### TASK DESCRIPTION
Filter out all lines without the word "sample" from the data below, please, and copy the rest.

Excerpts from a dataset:
•••••

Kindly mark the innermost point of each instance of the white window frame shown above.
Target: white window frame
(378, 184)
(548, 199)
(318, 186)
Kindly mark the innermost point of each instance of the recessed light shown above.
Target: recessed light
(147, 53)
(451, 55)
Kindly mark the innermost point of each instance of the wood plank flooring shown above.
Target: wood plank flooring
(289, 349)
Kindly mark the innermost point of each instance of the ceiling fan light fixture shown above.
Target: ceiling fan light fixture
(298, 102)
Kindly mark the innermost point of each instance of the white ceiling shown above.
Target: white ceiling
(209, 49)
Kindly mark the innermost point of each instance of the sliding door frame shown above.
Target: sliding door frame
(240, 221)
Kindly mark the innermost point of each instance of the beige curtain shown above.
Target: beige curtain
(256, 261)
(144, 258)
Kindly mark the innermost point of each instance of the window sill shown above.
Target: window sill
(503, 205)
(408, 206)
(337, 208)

•••••

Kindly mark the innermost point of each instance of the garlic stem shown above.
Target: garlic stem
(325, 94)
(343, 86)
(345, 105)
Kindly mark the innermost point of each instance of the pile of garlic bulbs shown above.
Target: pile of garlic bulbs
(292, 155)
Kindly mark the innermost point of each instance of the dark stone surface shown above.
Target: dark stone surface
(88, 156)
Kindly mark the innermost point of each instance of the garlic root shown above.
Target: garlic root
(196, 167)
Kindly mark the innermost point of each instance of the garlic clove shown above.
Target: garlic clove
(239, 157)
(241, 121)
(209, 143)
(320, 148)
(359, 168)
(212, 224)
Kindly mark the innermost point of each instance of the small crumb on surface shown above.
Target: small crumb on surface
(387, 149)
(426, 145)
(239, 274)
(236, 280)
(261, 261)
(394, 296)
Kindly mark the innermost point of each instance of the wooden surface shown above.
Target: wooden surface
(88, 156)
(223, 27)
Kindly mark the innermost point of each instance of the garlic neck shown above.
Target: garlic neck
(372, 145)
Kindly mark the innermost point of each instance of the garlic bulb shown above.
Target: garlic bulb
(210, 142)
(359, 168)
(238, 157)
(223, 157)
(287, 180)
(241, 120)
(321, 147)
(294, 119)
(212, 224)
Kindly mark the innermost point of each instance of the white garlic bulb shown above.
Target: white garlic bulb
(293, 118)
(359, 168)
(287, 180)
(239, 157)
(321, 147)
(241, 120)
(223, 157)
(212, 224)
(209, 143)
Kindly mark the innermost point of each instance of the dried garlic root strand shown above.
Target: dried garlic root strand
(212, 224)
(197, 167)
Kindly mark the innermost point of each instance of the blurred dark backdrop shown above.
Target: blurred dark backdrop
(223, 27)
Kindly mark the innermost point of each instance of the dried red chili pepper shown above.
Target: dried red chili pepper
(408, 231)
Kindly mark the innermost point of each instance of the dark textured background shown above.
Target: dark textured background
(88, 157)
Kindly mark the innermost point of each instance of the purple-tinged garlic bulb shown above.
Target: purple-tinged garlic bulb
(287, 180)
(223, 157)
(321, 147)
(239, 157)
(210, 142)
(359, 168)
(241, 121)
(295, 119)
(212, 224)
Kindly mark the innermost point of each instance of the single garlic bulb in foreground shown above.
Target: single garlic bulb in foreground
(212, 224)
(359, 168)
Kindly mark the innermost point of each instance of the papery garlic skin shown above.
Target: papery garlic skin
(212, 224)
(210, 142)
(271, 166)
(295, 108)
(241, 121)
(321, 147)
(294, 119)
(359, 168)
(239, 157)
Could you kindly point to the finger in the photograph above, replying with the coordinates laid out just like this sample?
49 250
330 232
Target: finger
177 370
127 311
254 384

•••••

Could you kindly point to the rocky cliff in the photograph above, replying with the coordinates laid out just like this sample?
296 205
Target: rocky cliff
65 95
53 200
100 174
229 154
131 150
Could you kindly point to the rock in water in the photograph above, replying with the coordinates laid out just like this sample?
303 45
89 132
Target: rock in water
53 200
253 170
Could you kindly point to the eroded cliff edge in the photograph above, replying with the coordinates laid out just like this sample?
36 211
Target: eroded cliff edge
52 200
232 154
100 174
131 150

•••••

### EXERCISE SOLUTION
Could you kindly point to the finger in the photograph above, replying with the coordinates laid out just like this sample?
Could you kindly point to the rocky cliff in the photograph above, replying with the coordinates laid out just like this sample?
Could you kindly point to the rock in water in the photograph above, replying with the coordinates laid out just like this sample?
Could you kindly point to the eroded cliff edge in the photograph above, replying with the coordinates laid out just like this sample?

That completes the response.